→ **Given problem**:
Copy out everything from the line containing "Task: Find the shrub" down through the end of the records below, requests included. Multiply each coordinate in the answers by 2.5 and round to whole numbers, with halves going up, but leave the numbers in the requests and their layout samples as they are.

#### Data for processing

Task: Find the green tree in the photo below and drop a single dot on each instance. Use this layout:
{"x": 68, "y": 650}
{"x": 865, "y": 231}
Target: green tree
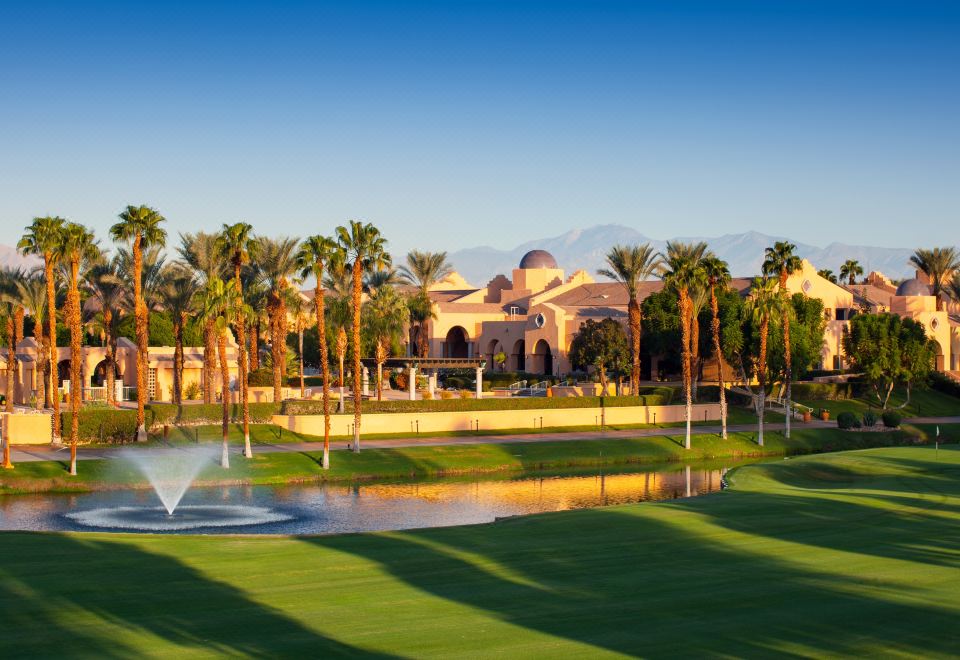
{"x": 890, "y": 351}
{"x": 599, "y": 345}
{"x": 140, "y": 226}
{"x": 939, "y": 265}
{"x": 630, "y": 265}
{"x": 365, "y": 250}
{"x": 781, "y": 261}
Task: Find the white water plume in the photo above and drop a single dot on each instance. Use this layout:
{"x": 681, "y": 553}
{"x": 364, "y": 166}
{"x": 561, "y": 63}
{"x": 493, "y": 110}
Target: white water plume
{"x": 171, "y": 471}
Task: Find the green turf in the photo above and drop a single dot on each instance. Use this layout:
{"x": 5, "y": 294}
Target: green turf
{"x": 410, "y": 462}
{"x": 925, "y": 403}
{"x": 853, "y": 554}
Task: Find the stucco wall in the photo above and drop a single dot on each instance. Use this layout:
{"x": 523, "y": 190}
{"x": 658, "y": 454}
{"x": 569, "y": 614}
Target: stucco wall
{"x": 438, "y": 422}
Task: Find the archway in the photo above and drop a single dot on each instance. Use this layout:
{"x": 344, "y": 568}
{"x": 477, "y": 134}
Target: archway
{"x": 543, "y": 361}
{"x": 456, "y": 344}
{"x": 518, "y": 356}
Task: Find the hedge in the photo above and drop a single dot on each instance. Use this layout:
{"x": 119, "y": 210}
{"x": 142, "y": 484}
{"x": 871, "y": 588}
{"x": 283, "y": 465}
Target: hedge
{"x": 104, "y": 424}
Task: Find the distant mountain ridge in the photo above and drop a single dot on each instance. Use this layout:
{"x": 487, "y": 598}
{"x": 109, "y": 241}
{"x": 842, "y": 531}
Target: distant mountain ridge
{"x": 585, "y": 248}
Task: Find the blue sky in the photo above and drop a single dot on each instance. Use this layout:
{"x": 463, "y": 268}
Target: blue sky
{"x": 454, "y": 124}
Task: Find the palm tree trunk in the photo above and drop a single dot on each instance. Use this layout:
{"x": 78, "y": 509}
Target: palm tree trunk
{"x": 140, "y": 312}
{"x": 685, "y": 359}
{"x": 225, "y": 396}
{"x": 76, "y": 360}
{"x": 325, "y": 369}
{"x": 715, "y": 326}
{"x": 357, "y": 280}
{"x": 633, "y": 311}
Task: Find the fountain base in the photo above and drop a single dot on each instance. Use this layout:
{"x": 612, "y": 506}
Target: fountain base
{"x": 156, "y": 519}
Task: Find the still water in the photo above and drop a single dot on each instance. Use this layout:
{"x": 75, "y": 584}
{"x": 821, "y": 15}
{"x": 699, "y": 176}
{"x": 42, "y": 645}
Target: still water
{"x": 367, "y": 506}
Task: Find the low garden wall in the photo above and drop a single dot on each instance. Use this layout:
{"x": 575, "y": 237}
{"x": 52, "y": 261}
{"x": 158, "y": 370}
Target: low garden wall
{"x": 465, "y": 420}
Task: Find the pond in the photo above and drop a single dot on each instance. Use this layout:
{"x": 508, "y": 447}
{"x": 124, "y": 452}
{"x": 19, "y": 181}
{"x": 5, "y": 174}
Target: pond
{"x": 360, "y": 506}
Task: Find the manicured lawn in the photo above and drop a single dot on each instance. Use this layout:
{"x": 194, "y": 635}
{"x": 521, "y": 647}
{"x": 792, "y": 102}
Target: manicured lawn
{"x": 407, "y": 462}
{"x": 923, "y": 403}
{"x": 853, "y": 554}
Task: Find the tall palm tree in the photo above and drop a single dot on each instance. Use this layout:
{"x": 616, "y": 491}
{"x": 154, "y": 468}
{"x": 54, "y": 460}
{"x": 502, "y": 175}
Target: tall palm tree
{"x": 199, "y": 252}
{"x": 850, "y": 270}
{"x": 718, "y": 275}
{"x": 424, "y": 270}
{"x": 237, "y": 244}
{"x": 77, "y": 244}
{"x": 277, "y": 266}
{"x": 32, "y": 292}
{"x": 763, "y": 304}
{"x": 682, "y": 270}
{"x": 179, "y": 294}
{"x": 140, "y": 226}
{"x": 630, "y": 265}
{"x": 939, "y": 265}
{"x": 365, "y": 250}
{"x": 387, "y": 314}
{"x": 781, "y": 261}
{"x": 313, "y": 258}
{"x": 43, "y": 238}
{"x": 102, "y": 281}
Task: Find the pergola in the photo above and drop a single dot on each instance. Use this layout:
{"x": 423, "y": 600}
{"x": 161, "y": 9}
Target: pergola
{"x": 434, "y": 365}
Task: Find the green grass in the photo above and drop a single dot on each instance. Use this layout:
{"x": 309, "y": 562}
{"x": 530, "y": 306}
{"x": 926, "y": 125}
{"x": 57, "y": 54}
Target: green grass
{"x": 926, "y": 403}
{"x": 852, "y": 554}
{"x": 425, "y": 461}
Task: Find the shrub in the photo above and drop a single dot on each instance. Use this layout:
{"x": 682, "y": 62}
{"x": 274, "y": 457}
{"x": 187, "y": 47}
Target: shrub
{"x": 847, "y": 420}
{"x": 892, "y": 419}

########

→ **Reply to the exercise**:
Task: Find the shrub in the photo above and drop a single dot on each instance. Use this layout:
{"x": 682, "y": 62}
{"x": 274, "y": 457}
{"x": 187, "y": 47}
Target: shrub
{"x": 2118, "y": 1050}
{"x": 2230, "y": 1048}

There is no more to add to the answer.